**** SUPPLIED DATA ****
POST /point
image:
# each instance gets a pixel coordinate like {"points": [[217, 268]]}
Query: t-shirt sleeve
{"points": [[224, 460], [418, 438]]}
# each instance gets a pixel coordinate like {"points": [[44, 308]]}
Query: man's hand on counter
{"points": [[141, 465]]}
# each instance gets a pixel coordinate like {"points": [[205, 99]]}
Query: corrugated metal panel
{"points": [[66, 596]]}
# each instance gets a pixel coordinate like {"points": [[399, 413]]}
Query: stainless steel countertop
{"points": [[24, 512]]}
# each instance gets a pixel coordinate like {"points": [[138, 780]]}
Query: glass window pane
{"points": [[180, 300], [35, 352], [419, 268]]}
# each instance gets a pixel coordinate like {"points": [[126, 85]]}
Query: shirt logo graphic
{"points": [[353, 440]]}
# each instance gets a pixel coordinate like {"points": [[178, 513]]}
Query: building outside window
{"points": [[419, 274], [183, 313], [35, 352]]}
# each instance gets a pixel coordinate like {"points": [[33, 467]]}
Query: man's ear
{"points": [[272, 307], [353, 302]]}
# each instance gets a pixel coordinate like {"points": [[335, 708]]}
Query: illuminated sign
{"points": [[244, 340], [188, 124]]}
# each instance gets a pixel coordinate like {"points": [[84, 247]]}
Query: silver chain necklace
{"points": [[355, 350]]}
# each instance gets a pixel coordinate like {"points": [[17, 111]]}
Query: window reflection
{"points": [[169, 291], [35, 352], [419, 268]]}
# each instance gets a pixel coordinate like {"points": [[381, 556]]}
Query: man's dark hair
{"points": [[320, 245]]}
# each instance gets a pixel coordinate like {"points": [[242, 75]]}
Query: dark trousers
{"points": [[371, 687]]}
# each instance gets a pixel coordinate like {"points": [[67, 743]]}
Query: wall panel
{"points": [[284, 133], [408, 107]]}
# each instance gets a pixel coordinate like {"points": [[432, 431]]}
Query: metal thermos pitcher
****
Please give the number of lines in the entries above that contain the string "window", with case counting, and reply with that number alone.

3